◆ TASK DESCRIPTION:
Please answer these questions from the AMO physics overview:
(a) What does AMO physics study?
(b) Which laboratory is the KSU-AMO program primarily organized around?
(c) What is the newest addition to that laboratory?

Atomic, molecular, and optical physics (AMO) is, as its name suggests, the branch of physics that studies the interactions of atoms, molecules, and light. AMO physics lies behind much of the physics of lasers and other everyday devices. You may have recently heard about AMO in connection with the Nobel Prize in physics --- several recent prizes have gone to AMO physicists.
The KSU-AMO program boasts one of the largest groups of AMOP faculty at a U.S. university and is primarily organized around the J.R. Macdonald Laboratory (JRM). The JRM houses several major facilities, including the lasers of the Kansas Light Source (KLS), several ion sources, and ion accelerators. The KLS is the newest addition to the Lab and has helped put JRM at the forefront of ultrafast, intense laser science. Among other things, JRM researchers are using the KLS to directly image electronic and molecular processes, to generate attosecond laser pulses, to control and utilize the carrier-envelope phase, to manipulate the generation of high-harmonics from atoms and molecules, and ultimately to understand the physics of intense lasers interacting with atoms and molecules. Much of the KSU-AMOP theoretical effort is related to these topics as well.

◆ PROVIDED INFORMATION:
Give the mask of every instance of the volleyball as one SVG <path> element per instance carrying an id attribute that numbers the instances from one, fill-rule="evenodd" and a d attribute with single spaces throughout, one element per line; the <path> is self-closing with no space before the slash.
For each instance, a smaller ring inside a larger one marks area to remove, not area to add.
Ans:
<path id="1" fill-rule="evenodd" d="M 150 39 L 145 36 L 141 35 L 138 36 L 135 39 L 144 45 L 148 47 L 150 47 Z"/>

...

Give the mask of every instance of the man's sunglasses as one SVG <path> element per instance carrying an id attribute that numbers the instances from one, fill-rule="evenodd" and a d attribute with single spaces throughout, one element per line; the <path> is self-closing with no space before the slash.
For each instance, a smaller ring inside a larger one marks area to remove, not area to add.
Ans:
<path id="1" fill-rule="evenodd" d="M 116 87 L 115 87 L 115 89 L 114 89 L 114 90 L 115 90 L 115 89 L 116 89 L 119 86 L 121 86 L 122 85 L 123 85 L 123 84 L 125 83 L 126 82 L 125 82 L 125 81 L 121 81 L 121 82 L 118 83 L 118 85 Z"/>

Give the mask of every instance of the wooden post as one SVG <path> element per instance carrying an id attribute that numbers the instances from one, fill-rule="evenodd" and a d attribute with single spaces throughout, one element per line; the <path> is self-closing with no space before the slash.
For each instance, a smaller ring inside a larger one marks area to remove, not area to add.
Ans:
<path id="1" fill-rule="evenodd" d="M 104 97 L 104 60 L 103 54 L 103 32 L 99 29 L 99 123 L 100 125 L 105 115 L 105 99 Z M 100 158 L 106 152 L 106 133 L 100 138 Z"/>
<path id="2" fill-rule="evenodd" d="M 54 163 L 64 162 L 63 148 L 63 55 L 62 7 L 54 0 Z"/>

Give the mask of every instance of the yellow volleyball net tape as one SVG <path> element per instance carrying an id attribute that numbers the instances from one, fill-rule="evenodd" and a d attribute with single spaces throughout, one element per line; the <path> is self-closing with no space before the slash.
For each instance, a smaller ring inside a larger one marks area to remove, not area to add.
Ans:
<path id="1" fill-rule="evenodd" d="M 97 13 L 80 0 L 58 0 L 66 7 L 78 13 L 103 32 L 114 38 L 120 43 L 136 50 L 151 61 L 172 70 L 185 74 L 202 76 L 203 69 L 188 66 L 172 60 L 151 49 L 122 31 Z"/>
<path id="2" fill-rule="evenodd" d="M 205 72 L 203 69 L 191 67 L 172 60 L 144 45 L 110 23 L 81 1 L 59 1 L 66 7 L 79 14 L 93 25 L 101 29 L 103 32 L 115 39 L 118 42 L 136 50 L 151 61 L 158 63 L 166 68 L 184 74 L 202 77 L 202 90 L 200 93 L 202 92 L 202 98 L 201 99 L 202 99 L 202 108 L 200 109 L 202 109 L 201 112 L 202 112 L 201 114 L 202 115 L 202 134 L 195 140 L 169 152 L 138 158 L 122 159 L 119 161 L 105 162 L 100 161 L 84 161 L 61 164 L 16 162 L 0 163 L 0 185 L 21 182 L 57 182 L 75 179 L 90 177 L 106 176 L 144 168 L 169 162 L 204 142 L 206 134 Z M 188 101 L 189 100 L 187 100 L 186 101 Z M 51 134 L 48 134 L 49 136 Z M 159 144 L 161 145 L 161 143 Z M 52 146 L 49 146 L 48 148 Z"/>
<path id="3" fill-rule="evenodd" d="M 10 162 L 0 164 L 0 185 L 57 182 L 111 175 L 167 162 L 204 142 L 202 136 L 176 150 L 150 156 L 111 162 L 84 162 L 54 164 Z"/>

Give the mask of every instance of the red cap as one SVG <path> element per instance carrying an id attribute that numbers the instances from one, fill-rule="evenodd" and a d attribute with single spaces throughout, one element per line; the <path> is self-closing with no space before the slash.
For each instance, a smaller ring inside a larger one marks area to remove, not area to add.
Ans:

◆ ANSWER BOX:
(a) The interactions of atoms, molecules, and light.
(b) The J.R. Macdonald Laboratory (JRM).
(c) The Kansas Light Source (KLS).